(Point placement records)
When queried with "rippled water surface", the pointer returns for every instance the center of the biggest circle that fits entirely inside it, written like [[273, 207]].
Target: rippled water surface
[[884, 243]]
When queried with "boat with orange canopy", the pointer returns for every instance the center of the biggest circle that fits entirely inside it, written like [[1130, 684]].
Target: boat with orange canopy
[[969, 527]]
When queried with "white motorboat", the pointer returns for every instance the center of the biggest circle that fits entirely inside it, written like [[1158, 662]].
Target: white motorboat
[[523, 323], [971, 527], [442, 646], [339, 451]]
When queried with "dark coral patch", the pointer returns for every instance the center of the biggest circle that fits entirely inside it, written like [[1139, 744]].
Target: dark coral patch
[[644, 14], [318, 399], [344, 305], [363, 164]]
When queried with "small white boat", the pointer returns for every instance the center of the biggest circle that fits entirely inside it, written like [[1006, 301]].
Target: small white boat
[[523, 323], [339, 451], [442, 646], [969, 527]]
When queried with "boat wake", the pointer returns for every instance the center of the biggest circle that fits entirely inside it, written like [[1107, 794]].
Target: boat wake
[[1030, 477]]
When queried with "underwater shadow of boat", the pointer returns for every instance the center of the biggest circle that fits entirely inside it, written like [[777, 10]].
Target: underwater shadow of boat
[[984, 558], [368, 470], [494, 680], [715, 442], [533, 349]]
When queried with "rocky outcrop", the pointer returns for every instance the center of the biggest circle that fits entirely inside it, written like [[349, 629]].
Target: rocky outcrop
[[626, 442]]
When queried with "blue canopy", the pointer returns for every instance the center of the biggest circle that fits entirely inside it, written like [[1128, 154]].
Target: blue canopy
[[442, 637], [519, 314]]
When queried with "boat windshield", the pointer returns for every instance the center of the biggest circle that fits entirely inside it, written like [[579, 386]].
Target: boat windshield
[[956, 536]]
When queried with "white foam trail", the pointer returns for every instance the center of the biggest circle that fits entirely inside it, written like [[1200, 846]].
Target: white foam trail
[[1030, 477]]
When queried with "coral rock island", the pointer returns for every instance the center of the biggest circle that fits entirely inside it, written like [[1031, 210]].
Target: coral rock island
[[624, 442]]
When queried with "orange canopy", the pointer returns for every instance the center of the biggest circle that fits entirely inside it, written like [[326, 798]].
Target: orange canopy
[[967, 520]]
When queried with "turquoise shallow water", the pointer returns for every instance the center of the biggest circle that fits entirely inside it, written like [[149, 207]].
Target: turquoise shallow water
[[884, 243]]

■ DIRECTION:
Copy the entries again, requests included, from the line containing "like [[1128, 154]]." through the end of the entries. Multiply every coordinate in the answers by 1.65 and round to whole numbers, with halves rounded up, but leave the requests and their format samples unchanged.

■ SOLUTION TO THIS TASK:
When queried with "blue canopy", the pointer returns for every instance the center of the biggest circle that fits entirely inside it, written like [[1128, 154]].
Target: blue canopy
[[729, 1051], [856, 518]]
When queried with "boat windshield", the pointer returns for every instance the center of the biggest circle that fits entirely inside it, written like [[579, 386]].
Target: boat windshield
[[1577, 884]]
When queried with "white foam trail", the pointer returns for every instance the center of the biggest circle that fits entirely inside it, written like [[1200, 846]].
Target: white foam trail
[[1700, 787]]
When queried with "coral rock island", the pointer returns for every instance the center of the biggest circle that fits entirely inside it, written like [[1031, 210]].
Target: coral rock island
[[1030, 729]]
When queried with "orange canopy", the pointer returns for every instance the center of the biggest circle that fits entirely inside it, written like [[326, 798]].
Target: orange canopy
[[1596, 858]]
When queried with "turquoise shallow water", the pointer returns for every instance the center of the biggest circle that fits entirely inside it, written like [[149, 207]].
Target: turquoise shallow water
[[1459, 401]]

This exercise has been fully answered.